Input for this task:
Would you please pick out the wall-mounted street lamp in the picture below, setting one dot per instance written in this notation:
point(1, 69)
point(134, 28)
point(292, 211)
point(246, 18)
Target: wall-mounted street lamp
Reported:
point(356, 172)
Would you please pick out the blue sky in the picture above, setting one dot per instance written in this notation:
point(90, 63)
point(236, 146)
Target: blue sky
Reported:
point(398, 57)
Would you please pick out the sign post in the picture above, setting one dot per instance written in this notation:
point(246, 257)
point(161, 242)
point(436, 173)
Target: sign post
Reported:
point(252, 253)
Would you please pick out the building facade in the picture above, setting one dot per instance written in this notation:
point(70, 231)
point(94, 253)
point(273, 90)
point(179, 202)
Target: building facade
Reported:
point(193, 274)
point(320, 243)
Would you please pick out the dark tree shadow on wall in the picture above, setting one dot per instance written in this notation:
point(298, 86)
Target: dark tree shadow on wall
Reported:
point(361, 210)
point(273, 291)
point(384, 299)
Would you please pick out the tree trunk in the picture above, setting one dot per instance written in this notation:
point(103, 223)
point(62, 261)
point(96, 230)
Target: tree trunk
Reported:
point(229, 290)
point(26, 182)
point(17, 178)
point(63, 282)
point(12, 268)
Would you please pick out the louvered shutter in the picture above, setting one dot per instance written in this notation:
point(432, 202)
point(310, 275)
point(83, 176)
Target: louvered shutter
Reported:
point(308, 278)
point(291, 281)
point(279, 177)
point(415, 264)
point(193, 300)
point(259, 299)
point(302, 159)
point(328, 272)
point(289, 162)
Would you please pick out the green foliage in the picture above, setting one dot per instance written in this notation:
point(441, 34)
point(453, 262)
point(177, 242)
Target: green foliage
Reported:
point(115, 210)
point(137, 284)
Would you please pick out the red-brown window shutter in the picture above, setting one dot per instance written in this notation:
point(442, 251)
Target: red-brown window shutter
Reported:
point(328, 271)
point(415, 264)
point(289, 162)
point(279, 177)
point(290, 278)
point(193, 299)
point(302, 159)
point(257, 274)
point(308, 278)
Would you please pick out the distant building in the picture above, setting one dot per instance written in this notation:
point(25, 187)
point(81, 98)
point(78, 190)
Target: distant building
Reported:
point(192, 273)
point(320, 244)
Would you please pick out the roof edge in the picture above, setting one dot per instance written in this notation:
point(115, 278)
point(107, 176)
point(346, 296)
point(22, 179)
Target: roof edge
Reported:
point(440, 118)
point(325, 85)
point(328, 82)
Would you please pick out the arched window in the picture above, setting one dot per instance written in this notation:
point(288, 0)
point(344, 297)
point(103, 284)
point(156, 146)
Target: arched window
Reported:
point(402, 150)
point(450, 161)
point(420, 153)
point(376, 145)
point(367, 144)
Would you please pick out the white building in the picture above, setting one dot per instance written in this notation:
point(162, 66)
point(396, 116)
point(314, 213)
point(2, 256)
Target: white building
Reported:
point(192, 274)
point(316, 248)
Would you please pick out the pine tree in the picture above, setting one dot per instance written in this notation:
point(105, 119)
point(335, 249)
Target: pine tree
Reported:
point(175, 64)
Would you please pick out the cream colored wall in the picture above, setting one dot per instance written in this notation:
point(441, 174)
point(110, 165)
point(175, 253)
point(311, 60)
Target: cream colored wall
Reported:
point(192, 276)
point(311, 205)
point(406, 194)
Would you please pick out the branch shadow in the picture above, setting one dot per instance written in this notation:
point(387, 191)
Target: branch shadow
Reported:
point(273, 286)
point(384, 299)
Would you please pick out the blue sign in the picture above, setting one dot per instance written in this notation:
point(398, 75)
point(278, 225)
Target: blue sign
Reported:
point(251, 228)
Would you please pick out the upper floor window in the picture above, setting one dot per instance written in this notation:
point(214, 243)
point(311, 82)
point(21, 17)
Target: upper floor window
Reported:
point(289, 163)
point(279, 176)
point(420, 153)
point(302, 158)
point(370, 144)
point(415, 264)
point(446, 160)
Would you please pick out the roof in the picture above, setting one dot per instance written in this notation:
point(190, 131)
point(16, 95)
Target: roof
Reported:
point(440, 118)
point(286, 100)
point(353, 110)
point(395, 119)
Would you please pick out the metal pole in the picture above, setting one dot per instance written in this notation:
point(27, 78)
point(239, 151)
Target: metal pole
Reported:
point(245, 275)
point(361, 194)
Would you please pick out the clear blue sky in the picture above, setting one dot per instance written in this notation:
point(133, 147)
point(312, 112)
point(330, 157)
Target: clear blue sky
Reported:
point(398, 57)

Prompt:
All of the data needs to be reproduced exactly, with no line missing.

Answer to this exercise:
Would you please pick out the wall-mounted street lamp in the picture below, setting one dot per instance written in this notation:
point(1, 69)
point(134, 28)
point(292, 211)
point(246, 18)
Target: wall-mounted street lamp
Reported:
point(356, 172)
Would you please pick out the blue sky in the picture above, setting one dot per instance written in this notation:
point(90, 63)
point(236, 146)
Target: blue sky
Reported:
point(398, 57)
Would you please pick out the sign post in the picture above, setting one dot per instance written in this notation:
point(246, 257)
point(161, 242)
point(436, 173)
Target: sign post
Reported:
point(252, 253)
Would you please pick out the building facade in the picture above, setting one dot per instance written in this notation:
point(70, 231)
point(94, 253)
point(273, 90)
point(179, 202)
Target: building facade
Reported:
point(193, 274)
point(320, 243)
Would you please pick out the dark tree shadow on wall in the picture above, setting one dot per instance written in this notation:
point(298, 86)
Target: dark tree shadow on wall
Reported:
point(361, 210)
point(273, 291)
point(384, 299)
Would you please pick out the tree trunk in the picture above, setting one dot per instance written in this notation:
point(103, 223)
point(62, 261)
point(96, 230)
Target: tree trunk
Reported:
point(229, 290)
point(26, 182)
point(17, 178)
point(63, 282)
point(12, 268)
Would you please pick out the louvered shutter in the picture above, setting one dot per instance written in this notation:
point(432, 202)
point(310, 275)
point(83, 176)
Target: louvered shutter
Reported:
point(308, 278)
point(291, 281)
point(279, 177)
point(415, 264)
point(193, 300)
point(259, 299)
point(302, 159)
point(328, 272)
point(289, 162)
Would you please pick out the green foliage in the picture above, setting one dot per instance written in this notation:
point(441, 34)
point(453, 262)
point(177, 242)
Target: green foliage
Reported:
point(115, 210)
point(137, 284)
Would you please pick out the red-brown window shutter in the picture above, setting one dot per instance written in this notation:
point(442, 251)
Target: red-brown window shutter
Reported:
point(328, 271)
point(415, 264)
point(289, 162)
point(279, 177)
point(290, 278)
point(193, 299)
point(302, 159)
point(257, 274)
point(308, 278)
Would you please pick out the distant building in the picture above, setting one dot per instance written in this notation:
point(25, 187)
point(81, 98)
point(78, 190)
Target: distant building
Reported:
point(192, 273)
point(320, 244)
Would you please pick out the roof edge in the picture above, setting one dot per instance written in this notation:
point(115, 278)
point(107, 176)
point(346, 296)
point(22, 179)
Target: roof edge
Reported:
point(440, 118)
point(325, 85)
point(328, 82)
Would you please pick out the arched window in the picture above, setting one dot per instance written in this notation:
point(288, 0)
point(344, 297)
point(103, 284)
point(156, 146)
Target: arched window
Reported:
point(402, 150)
point(450, 161)
point(420, 153)
point(376, 145)
point(367, 144)
Would you please pick out the white building in the picture above, setting one dot per instance written in this notation:
point(162, 66)
point(396, 116)
point(314, 213)
point(2, 256)
Target: white building
Reported:
point(192, 274)
point(316, 248)
Would you please pick out the pine tree in the picture above, setting one dot per instance written in this notation:
point(105, 119)
point(335, 249)
Target: pine tree
Reported:
point(175, 64)
Would you please pick out the cream colored wall in the picture above, setting one dot per instance written in this notation:
point(441, 174)
point(110, 165)
point(175, 253)
point(311, 60)
Target: cream colored wall
Reported:
point(192, 276)
point(311, 205)
point(406, 194)
Would you please pick out the branch shadow in the picture above, setting one dot per instance written in this notation:
point(387, 191)
Target: branch shadow
Reported:
point(273, 286)
point(384, 299)
Would you please pick out the blue sign in the picture above, setting one dot per instance written in this notation:
point(398, 75)
point(278, 225)
Target: blue sign
Reported:
point(251, 228)
Would you please pick out the upper floor window in the picture above, setting one dot per instance written in this notation:
point(214, 243)
point(311, 82)
point(21, 17)
Target: upper floor window
Reported:
point(289, 163)
point(279, 176)
point(420, 153)
point(302, 158)
point(370, 144)
point(415, 264)
point(446, 160)
Would you please pick out the roof in the picture above, setting one dot per instance written in this notation:
point(190, 131)
point(16, 95)
Target: roof
Reported:
point(440, 118)
point(286, 100)
point(353, 110)
point(395, 119)
Would you please pick out the metal pole in the picture above, setting one dot per instance written in this notation:
point(27, 78)
point(239, 151)
Target: metal pole
Reported:
point(245, 275)
point(361, 194)
Would you please pick out the clear blue sky in the picture above, setting one dot per instance written in this notation:
point(133, 147)
point(312, 112)
point(330, 157)
Target: clear blue sky
Reported:
point(398, 57)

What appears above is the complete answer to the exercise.